Continue the essay about sleep and insomnia from the point where it stops.

▸ **Page extract**:
>>>
It’s time for sleep. I’ve already closed my eyes and no matter how exciting the show on television is, my lids are heavy, my mind firing blanks. I drag myself up the stairs, spit some toothpaste into the sink, put on pjs, and burrow into bed congratulating myself for having made it until 9:30.
Four or five hours later my bladder calls to me in a prayer I have no choice but to answer. As I make my valiant return, I read the oversized numbers on the clock, itself a miracle. I lie back down, though my mind is up and particularly poised to rerun every bad decision I’ve ever made.
Mostly these revolve around what I ate the night before, but my thoughts also have global ramifications. If the abyss past midnight isn’t a good time to revisit the mistakes I’ve made as a parent, as a friend, as a devoted relative or as a wife, I’m not sure when is? Otherwise, I’m kinda busy.
Fear of insomnia was always a particular favorite in terms of the melancholy opera I’m composing. The first act involved monsters and cockroaches that crawled around the second floor apartment on a one way street. When we moved to a six lane thoroughfare, it was the screaming ambulances and some asshole whose horn blasted, Dixie as it drove down the wide boulevard, that woke me.
For the second act of my sleep composition, the silence of suburbia proved too total. There was no traffic noise, but the birds screeched me into consciousness. It’s hard to believe there was a time I was annoyed by that. Then the kids came. Now they’re putting me to sleep.
“Night, Mom. It’s almost 10:00. It’s better to fall asleep in your own bed.” That’s not a a complaint, it’s more a hallelujah, someone heard me.
<<<
Referring expression pointing data:
>>>
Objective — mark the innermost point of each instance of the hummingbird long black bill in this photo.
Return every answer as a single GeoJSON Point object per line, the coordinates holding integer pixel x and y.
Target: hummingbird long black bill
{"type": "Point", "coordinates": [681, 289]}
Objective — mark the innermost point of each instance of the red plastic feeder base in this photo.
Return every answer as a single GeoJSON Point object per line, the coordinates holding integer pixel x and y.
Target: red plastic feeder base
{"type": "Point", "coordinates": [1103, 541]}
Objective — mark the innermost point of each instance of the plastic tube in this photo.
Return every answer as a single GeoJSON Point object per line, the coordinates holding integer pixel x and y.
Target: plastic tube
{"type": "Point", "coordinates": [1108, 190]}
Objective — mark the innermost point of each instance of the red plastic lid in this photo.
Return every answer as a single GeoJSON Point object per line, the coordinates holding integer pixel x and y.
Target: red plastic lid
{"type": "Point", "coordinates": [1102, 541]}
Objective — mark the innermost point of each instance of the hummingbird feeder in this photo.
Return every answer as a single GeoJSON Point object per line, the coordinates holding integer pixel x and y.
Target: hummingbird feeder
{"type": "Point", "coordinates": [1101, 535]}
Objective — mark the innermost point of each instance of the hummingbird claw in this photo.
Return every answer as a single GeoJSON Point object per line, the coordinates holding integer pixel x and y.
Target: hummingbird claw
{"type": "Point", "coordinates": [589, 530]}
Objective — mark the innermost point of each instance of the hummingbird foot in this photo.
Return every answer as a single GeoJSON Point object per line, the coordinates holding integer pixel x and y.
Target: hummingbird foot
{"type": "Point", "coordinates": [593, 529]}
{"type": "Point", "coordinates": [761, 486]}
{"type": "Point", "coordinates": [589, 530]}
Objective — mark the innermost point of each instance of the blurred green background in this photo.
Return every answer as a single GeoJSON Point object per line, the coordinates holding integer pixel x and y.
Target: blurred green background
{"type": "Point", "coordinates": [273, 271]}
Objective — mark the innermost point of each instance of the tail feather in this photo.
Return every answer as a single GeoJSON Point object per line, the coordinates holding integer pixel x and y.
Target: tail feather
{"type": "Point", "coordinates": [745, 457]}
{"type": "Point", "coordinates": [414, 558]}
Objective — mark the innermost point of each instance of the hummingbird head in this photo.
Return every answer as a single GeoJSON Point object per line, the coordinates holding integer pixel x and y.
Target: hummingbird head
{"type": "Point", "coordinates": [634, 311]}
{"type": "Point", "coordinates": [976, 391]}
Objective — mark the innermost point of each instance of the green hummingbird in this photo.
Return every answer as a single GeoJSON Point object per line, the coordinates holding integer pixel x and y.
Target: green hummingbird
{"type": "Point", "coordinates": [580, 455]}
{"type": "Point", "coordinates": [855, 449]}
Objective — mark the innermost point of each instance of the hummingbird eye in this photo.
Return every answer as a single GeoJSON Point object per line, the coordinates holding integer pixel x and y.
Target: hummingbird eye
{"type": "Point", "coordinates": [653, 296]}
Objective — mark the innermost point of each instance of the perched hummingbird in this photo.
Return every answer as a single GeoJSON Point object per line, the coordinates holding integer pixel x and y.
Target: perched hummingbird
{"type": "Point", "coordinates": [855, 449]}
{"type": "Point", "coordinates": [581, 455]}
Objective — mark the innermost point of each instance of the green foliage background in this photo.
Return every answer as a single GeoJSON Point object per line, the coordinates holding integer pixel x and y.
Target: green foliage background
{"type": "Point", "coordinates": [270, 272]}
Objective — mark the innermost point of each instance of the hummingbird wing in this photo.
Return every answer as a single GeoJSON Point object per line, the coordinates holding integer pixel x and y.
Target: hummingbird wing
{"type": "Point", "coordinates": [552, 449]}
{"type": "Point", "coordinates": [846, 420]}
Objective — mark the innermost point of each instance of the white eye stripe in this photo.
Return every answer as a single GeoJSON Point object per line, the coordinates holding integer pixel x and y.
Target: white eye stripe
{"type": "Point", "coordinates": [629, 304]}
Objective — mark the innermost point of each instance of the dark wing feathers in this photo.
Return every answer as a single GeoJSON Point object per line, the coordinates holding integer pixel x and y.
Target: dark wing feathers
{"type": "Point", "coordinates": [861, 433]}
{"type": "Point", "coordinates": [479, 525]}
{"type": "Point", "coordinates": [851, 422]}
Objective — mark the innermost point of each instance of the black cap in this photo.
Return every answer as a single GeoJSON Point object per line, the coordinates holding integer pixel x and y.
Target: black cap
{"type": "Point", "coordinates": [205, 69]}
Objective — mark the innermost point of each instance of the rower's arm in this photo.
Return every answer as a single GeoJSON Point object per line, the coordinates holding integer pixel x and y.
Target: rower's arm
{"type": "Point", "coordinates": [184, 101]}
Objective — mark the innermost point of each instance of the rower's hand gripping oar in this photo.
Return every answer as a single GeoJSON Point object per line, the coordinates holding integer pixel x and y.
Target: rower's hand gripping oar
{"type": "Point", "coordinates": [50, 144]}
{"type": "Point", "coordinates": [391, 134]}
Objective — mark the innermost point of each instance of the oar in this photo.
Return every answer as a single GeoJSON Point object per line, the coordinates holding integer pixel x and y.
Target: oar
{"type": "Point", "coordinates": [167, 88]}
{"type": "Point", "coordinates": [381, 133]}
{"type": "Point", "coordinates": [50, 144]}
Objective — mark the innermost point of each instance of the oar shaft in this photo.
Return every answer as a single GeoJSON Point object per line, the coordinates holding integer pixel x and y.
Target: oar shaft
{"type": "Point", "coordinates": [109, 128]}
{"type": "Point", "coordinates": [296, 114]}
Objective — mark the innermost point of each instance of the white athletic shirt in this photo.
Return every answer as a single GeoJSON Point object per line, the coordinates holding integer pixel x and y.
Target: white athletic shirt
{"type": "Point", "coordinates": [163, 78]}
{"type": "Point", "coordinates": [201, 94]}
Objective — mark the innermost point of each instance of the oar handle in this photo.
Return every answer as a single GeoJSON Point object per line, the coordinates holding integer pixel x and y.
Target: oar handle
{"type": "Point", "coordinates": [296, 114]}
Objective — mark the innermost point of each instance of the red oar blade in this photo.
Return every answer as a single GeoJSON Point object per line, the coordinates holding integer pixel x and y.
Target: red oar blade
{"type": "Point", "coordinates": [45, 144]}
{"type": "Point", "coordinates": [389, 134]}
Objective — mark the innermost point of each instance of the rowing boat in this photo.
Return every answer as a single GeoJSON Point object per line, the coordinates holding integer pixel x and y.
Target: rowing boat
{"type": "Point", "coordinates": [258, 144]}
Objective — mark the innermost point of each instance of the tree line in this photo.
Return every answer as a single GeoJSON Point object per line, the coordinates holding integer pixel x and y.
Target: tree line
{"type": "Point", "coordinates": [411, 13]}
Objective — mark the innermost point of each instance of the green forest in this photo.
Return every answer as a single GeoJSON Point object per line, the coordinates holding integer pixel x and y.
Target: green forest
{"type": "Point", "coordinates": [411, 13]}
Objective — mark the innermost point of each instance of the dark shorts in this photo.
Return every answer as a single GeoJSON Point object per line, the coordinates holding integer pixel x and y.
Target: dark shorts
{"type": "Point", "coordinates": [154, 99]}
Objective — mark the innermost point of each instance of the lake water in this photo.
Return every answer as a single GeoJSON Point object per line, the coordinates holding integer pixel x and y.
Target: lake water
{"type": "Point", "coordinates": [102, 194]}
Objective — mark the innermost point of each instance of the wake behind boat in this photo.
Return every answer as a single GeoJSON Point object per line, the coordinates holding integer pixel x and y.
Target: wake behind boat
<<<
▸ **Result of this exercise**:
We’ve reached the menopausal sleep portion of this production. It might not be the penultimate aria, but it is currently pivotal, if impossible to pin down. How come the middle of the night story rarely has a happy ending, when my daylight hours often do?
The fear that dogged me as a child I perfected as an adult. The pressure of keeping the inevitable sunrise at bay is still daunting.
Meditate, I tell myself in the middle of it. You have got to get some sleep. Everywhere on my time stealing phone are articles that tell me it’s the insomnia that is robbing years of my life. Between the smoking and the stress, I cannot afford to add to this list.
I never went back to the late nights even after my kids embraced them. Early morning has its advantages. The sunrise peeks in through the window, waiting for me in the cracks of closed blackout shades. There is nothing more satisfying than a house full of people I love—especially when they’re sleeping.
There isn’t a peri/post/in-the-thick-of-it menopausal woman I know who sleeps a solid eight hours. Eight hours, or even seven, is a holy grail that only children can achieve. Or a day in the sun. Or a night in the bar.
Come with me if you will, into the my middle of my last night. I fell asleep at 9:00pm. At 2:30 I was up. My husband was away at work the few days a week he has to be. The dogs curled up in their usual spot next to me, resting chins on limbs. A podcast, I thought and listened into the empty night to voices that feel intimate but effortless.
Even my paltry math skills say five solid hours is nothing to sneeze at. Another hour and a half for frosting would be perfect. Who made up these arbitrary numbers anyway? I ate too much, my brain screams. I had two full glasses of wine. How do I even deserve a restful sleep? Maybe I’m dying.
My father went suddenly with no warning, as his father had before him. I’ve inherited my writing ability from him, why not his widow maker? Did he have any warning? I don’t remember him saying anything. Maybe he gave me a clue and I missed it. Or, was my mother’s Alzheimer’s striking me early?
If I have lung cancer, Lord knows I earned it. I decide to cycle through another podcast, but it is only more doom—readily available and relentless. Trump does this. Putin does that. A steady drumbeat into the next war.
I know. Yoga and meditation rarely fail me. That’s not a chest pain, I tell myself, it’s the relish. This is all hormonal, I half plead. I fight the urge to call my husband. He probably has to pee, too. But if he doesn’t, I don’t want to send him into his own doom spiral.
By 5:00, the sky blues a little. The brief outline of the giant pines dance outside my window. The dogs are still quiet but they’ll want to eat soon.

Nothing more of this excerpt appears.